Jobs:
1. According to the court opinion, around what time did the officers arrive on Danner Avenue?
2. Reproduce the court opinion word for word, between "In Re A.B., 22205" and "court is Affirmed.", inclusive.

Text:
• • •
In Re A.B., 22205 (12-28-2007)

OPINION {¶ 1} A.B., a minor child, appeals from an adjudication of delinquency and his commitment to the Ohio Department of Youth Services (ODYS). A.B. contends that his Sixth Amendment right to counsel was violated due to the ineffectiveness of his trial counsel. A.B. further contends that the adjudication of delinquency is against the *Page 2 manifest weight of the evidence.

{¶ 2} We conclude that trial counsel was not ineffective. We also conclude that the adjudication of delinquency is not against the manifest weight of the evidence. Accordingly, the judgment of the trial court is Affirmed.

I {¶ 3} In March 2007, Officer George of the Dayton Police Department filed a complaint alleging that A.B. was delinquent due to the following violations: burglary; carrying a concealed weapon; having a weapon under disability; and obstructing official business. These charges arose from events that took place on March 23, 2007. On that date, Dayton Police Officers Doug George and Jason Barnes were investigating a call regarding recent shots that had been fired on the 1000 block of Danner Avenue. A similar complaint had also been received the previous evening in connection with shots at 1200 Danner, which was only a few blocks away. Barnes drove to the location and George was sitting in the passenger seat of the police cruiser.

{¶ 4} The officers arrived on Danner Avenue around 8:00 p.m. There was a slight, or misty rain, and it was dusk. The officers observed an African-American male in a black hooded sweatshirt (later identified as A.B.) leaning against a wrought iron fence near the 1000 block. The only other individual in the area was an individual wearing a white shirt, who was located about 75 feet away, in a courtyard. Barnes wanted to see why A.B. was hanging around in the rain, so he stopped the cruiser and got out. When Barnes opened his door, A.B. began running and Barnes began to chase him. George could see the chase from the cruiser. Both Barnes and George testified that A.B. ran *Page 3 down the sidewalk and into an apartment located at 1034 Danner.
• • •
Source excerpt:

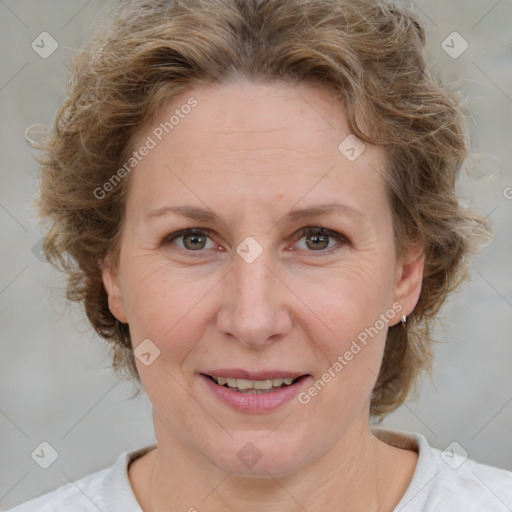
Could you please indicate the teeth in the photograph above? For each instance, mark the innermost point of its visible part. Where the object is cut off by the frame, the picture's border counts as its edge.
(245, 384)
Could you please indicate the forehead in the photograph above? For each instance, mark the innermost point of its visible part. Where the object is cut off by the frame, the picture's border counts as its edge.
(254, 141)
• • •
Solutions:
1. Around 8:00 p.m.

2.
In Re A.B., 22205 (12-28-2007)

OPINION {¶ 1} A.B., a minor child, appeals from an adjudication of delinquency and his commitment to the Ohio Department of Youth Services (ODYS). A.B. contends that his Sixth Amendment right to counsel was violated due to the ineffectiveness of his trial counsel. A.B. further contends that the adjudication of delinquency is against the *Page 2 manifest weight of the evidence.

{¶ 2} We conclude that trial counsel was not ineffective. We also conclude that the adjudication of delinquency is not against the manifest weight of the evidence. Accordingly, the judgment of the trial court is Affirmed.